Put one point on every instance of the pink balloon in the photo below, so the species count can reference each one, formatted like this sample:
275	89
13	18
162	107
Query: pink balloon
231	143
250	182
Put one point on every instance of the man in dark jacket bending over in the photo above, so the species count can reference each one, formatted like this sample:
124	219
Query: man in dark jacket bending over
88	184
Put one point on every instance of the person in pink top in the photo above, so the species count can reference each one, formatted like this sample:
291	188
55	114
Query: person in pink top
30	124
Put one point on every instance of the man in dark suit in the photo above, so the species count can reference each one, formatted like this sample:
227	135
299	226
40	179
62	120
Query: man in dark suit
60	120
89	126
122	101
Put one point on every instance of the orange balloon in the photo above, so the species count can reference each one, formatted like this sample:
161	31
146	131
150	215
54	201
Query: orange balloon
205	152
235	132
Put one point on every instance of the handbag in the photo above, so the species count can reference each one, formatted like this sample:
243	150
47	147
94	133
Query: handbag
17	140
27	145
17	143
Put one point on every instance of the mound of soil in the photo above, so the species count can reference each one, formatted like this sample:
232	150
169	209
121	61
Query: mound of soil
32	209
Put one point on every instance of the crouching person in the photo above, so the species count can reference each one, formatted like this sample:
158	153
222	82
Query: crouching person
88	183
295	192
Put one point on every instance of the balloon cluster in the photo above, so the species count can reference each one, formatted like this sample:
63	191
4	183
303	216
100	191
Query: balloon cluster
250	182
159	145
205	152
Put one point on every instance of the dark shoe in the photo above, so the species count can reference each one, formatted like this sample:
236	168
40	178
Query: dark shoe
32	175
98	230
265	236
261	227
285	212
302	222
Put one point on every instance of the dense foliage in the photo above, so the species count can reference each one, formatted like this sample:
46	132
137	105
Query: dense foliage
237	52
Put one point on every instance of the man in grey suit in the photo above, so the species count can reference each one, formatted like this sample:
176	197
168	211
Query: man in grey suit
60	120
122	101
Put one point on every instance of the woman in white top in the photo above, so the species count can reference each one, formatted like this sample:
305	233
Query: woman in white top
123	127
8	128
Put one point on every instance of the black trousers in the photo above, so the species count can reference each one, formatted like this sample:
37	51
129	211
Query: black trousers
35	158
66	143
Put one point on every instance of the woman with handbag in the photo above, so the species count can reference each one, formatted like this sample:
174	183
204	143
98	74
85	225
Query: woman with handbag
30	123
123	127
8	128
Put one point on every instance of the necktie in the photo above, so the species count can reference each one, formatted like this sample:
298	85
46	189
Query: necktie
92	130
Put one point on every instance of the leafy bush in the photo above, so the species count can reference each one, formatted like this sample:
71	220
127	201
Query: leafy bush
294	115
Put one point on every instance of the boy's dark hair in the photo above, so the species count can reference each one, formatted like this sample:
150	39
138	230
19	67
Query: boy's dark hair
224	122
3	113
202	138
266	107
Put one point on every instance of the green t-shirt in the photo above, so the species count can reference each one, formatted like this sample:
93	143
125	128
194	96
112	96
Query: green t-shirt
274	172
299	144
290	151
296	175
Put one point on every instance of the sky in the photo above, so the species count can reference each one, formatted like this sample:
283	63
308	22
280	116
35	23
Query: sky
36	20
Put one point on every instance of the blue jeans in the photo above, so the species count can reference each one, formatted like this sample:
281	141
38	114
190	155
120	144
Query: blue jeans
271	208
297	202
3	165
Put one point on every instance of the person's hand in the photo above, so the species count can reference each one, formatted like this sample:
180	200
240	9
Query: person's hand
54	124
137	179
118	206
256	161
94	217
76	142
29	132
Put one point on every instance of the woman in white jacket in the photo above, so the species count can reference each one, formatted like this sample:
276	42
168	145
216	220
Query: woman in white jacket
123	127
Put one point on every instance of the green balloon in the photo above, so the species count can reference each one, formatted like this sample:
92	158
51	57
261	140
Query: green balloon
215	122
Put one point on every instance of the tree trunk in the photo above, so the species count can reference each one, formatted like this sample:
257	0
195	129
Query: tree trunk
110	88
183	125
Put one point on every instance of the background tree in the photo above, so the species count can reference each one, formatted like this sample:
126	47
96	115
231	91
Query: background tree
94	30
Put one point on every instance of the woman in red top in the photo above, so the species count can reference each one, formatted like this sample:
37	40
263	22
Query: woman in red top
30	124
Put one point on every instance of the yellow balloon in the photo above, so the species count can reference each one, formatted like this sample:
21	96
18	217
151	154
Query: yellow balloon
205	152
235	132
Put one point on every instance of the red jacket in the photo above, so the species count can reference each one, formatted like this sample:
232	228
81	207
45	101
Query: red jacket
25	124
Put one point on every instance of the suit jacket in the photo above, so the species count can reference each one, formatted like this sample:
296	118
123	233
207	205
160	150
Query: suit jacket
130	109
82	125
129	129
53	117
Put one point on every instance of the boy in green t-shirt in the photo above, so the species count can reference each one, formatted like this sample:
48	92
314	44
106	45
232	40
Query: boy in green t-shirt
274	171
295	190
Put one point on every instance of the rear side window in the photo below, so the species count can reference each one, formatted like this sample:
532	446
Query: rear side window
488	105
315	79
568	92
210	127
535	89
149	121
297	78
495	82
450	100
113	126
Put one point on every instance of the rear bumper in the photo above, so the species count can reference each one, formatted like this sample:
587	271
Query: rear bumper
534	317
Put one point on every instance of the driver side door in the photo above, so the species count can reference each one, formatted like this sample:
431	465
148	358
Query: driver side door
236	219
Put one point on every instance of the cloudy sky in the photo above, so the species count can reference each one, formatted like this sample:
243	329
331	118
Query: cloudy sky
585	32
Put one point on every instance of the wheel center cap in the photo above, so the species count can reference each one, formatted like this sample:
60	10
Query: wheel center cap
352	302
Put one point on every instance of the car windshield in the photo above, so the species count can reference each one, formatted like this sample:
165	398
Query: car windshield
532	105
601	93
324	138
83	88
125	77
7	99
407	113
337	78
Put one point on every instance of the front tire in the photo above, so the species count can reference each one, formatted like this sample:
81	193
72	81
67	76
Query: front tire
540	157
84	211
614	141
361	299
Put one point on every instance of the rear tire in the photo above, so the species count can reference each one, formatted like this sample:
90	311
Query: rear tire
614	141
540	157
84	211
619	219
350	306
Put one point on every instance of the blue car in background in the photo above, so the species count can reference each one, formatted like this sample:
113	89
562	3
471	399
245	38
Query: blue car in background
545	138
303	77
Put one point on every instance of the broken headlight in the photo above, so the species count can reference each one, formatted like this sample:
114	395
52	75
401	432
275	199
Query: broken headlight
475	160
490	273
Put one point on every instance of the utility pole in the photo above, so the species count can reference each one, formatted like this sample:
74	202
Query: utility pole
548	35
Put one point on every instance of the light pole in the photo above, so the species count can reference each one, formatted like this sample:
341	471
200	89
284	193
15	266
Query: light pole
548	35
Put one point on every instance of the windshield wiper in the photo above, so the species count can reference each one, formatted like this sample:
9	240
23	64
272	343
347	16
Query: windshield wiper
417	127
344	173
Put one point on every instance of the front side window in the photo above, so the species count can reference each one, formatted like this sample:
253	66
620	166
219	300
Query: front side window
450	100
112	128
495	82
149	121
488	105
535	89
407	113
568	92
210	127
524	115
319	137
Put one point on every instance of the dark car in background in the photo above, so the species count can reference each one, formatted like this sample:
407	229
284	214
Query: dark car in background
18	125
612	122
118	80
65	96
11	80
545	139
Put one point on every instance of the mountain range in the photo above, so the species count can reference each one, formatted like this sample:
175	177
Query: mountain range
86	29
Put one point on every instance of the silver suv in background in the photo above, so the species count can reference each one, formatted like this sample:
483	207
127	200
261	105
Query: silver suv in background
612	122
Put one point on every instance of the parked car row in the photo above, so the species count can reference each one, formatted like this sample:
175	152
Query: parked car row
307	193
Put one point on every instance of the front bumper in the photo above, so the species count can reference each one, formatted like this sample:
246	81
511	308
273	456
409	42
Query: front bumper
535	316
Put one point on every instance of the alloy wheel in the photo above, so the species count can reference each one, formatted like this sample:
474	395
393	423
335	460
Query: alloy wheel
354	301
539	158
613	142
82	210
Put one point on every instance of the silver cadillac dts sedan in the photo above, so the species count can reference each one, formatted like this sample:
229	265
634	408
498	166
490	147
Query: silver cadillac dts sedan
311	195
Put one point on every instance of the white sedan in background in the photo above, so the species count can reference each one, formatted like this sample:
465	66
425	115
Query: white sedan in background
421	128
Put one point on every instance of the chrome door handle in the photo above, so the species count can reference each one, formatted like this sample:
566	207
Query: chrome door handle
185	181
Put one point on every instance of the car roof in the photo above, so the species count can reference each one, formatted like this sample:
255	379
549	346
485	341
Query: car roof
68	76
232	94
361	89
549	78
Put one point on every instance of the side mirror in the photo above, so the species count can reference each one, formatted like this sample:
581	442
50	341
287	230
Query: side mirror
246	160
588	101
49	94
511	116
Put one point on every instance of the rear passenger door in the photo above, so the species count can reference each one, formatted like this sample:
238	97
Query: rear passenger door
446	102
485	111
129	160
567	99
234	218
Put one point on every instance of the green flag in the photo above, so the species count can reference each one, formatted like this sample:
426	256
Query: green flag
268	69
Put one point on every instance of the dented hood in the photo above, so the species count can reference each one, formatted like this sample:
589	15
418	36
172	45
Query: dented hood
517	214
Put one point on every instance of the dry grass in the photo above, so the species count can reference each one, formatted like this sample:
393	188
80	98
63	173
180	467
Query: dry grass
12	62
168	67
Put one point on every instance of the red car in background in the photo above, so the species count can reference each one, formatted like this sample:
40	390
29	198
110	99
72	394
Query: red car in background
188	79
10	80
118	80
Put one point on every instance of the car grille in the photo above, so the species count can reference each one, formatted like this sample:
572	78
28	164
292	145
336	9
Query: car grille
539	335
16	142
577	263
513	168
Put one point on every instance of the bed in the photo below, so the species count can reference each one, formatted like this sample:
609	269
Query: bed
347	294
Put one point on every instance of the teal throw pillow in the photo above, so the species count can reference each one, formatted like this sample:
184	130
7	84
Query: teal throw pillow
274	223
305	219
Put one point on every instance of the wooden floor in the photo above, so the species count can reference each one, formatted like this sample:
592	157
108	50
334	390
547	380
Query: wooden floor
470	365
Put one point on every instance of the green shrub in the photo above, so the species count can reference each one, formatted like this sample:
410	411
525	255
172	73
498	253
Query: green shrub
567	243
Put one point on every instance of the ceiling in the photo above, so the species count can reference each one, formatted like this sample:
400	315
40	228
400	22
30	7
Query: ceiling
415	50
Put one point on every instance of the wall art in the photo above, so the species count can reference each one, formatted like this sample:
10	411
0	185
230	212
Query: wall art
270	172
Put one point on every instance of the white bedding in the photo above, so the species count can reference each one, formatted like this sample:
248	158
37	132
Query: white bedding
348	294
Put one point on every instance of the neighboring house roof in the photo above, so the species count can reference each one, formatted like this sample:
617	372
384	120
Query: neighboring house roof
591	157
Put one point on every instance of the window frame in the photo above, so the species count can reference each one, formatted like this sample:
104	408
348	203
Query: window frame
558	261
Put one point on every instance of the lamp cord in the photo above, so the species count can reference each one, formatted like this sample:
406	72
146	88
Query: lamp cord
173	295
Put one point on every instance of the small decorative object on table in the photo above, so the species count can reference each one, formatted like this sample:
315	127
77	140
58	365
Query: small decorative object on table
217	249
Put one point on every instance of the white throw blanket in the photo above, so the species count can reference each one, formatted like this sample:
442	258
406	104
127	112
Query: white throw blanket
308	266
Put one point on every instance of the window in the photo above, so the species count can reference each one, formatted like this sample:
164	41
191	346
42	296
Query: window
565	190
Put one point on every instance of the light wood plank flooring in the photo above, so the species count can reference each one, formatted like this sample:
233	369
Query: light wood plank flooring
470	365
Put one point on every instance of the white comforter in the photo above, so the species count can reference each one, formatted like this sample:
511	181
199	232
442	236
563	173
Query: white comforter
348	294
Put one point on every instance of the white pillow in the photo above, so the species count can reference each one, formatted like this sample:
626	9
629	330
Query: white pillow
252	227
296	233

Exercise brief: How many lines in the listing contain the word "below"? Answer with the count and nothing else.

Answer space: 3